Top of PAGE TEXT

GE Aerospace intends to invest in Ohio, including Dayton sites

Dayton facilities slated to get $14M this year

GE Aerospace will invest $32 million in Ohio facilities this year, including several millions for Dayton-area facilities, a company spokesman said Tuesday.

Around $14 million is set aside for Dayton-area GE Aerospace facilities, including production sites in Vandalia and Beavercreek and the EPISCenter on the University of Dayton campus. The money will be mainly for equipment and focusing on day-to-day production, said Nick Hurm, a GE Aerospace spokesman.

There are about 40 hourly and salaried company job openings in the Dayton area at the moment, he said.

The company has been working to put an industry-wide slow-down behind it. Last month, GE Aerospace announced a “record-breaking” Air India order of hundreds of GE and CFM International engines, including over 800 LEAP engines, 40 GEnx-1B, and 20 GE9X engines, with long-term service contracts, GE said at the time.

That order was said to be the biggest-ever deal in commercial aircraft history.

“We’re progressing well to become a standalone business next year,” Hurm said. “It’s just a lot of momentum.”

GE Aerospace and GE Vernova are on track to become standalone public companies in early 2024.

GE Aerospace and the GE-Baker Hughes joint venture’s Aero Engine Operation (AEO) will invest more than $17 million in the company’s Evendale operations near Cincinnati, the company also said.

AEO’s investments are intended to improve capacity for test facility operations and assembly across several programs.

Nationwide, GE Aerospace expects to invest more than $335 million in U.S. facilities this year. Today, the Aerospace segment has more than 800 external job postings open in sites nationwide.

GE Aerospace has long been a major employer in Southwestern Ohio. Pre-pandemic, the company had about 1,500 employees working in what were then four Dayton-area facilities.

With its new Beavercreek facility in the Miami Valley Research Park, GE Unison consolidated operations in what had been four buildings.

Before COVID, the company had about 300 employees at its University of Dayton-based EPISCenter alone. And based in Butler County’s West Chester Twp. is CFM International, a joint venture of GE and French company Snecma.

About 9,000 Ohioans work for the company.

The company is also one of the biggest suppliers to military aviation, with a strong connection to Wright-Patterson Air Force Base, the heart of Air Force logistics and research work.

GE continues work on its XA100 engine for the F-35 fighter jet, intending to meet U.S. Air Force goals for the Adaptive Engine Transition Program. GE says the new engine offers 25% better fuel efficiency, 10% more thrust and more power and thermal management capacity than current engines.

Bottom of PAGE TEXT
Top of DATA

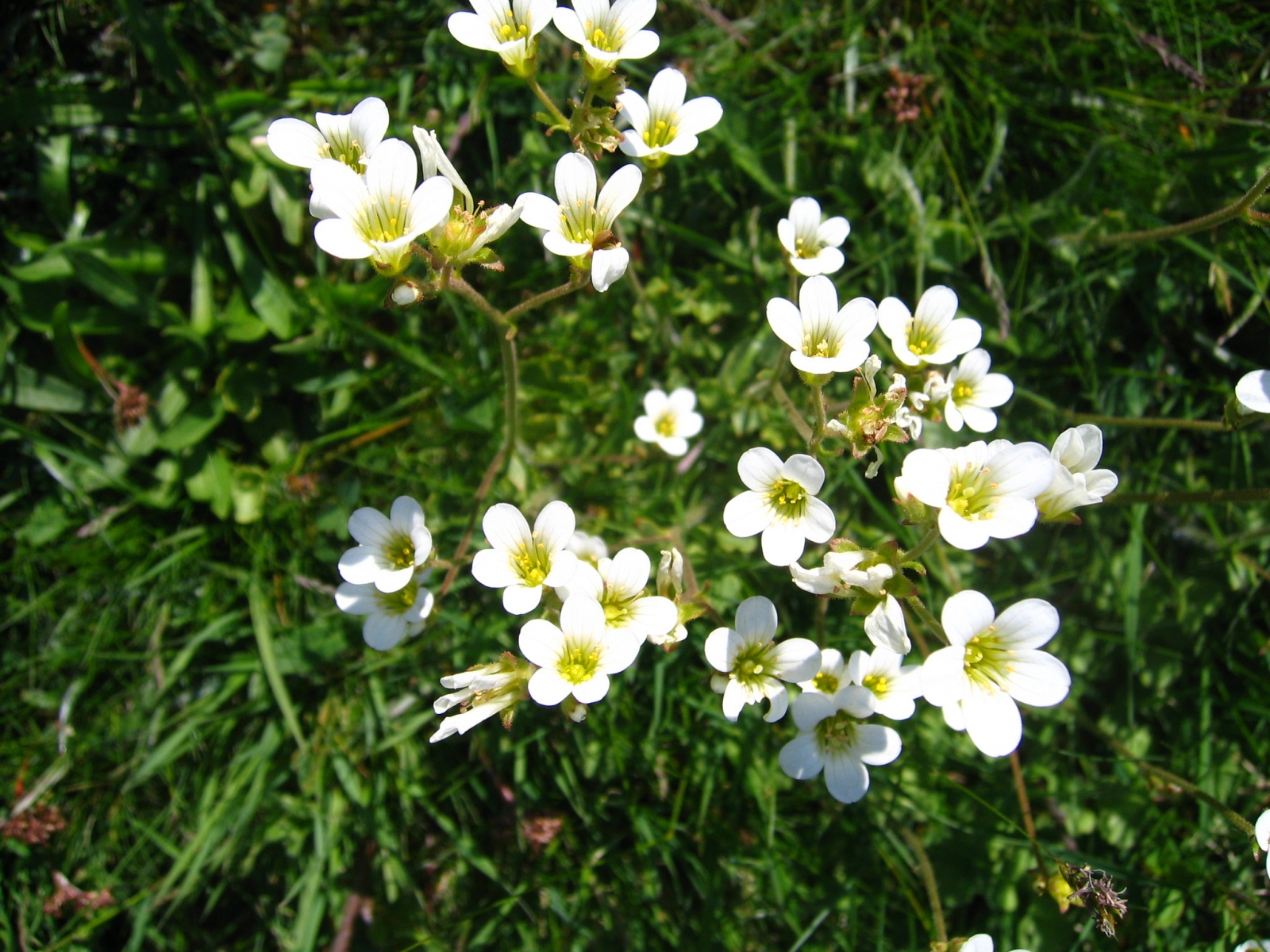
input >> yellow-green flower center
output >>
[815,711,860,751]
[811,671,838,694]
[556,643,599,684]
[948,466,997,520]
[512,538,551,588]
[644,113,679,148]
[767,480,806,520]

Bottom of DATA
Top of DATA

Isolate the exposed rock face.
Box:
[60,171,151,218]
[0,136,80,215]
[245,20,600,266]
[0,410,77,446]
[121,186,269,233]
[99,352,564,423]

Bottom of DATA
Top of DATA

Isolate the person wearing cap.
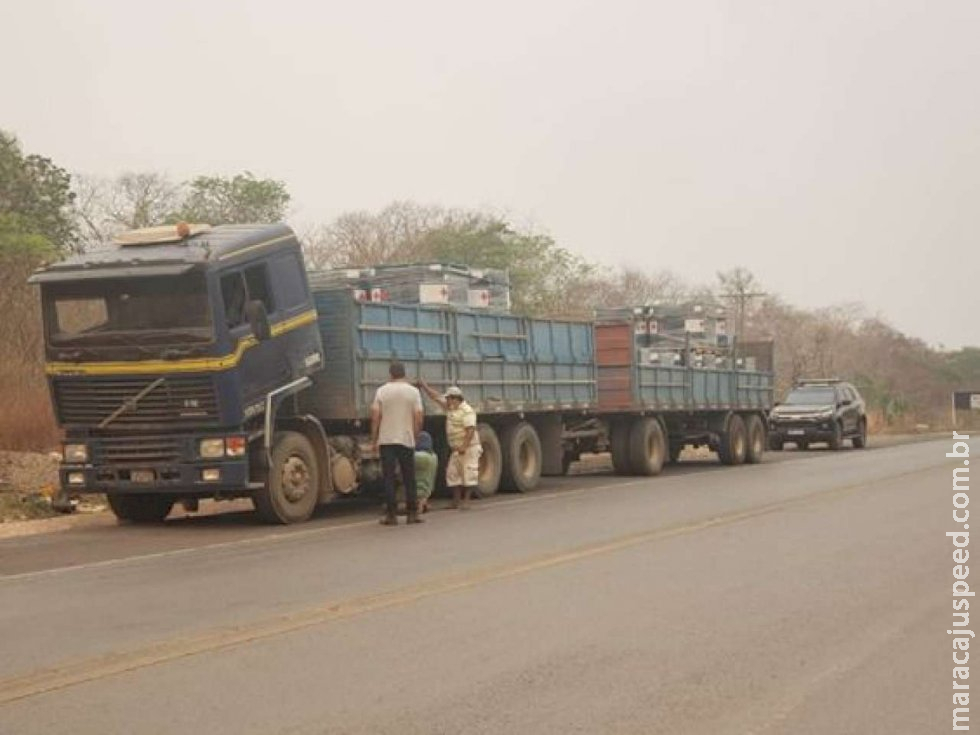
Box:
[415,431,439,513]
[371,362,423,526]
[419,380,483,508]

Bottom of DATA

▶ _EXERCISES TO COMPLETE_
1 – Copy the GE Aerospace article between "Nationwide, GE Aerospace" and "in sites nationwide.", inclusive.
2 – Using the GE Aerospace article, mark each statement yes or no, and quote the words from the article that decide it. (a) Around $14 million is set aside for Dayton-area GE Aerospace facilities. (b) About 1,500 Ohioans work for the company. (c) GE says the XA100 engine offers 25% better fuel efficiency than current engines.

▶ _SOLVED TASKS_
1 –
Nationwide, GE Aerospace expects to invest more than $335 million in U.S. facilities this year. Today, the Aerospace segment has more than 800 external job postings open in sites nationwide.

2 –
(a) Yes: "Around $14 million is set aside for Dayton-area GE Aerospace facilities"
(b) No: "About 9,000 Ohioans work for the company."
(c) Yes: "GE says the new engine offers 25% better fuel efficiency"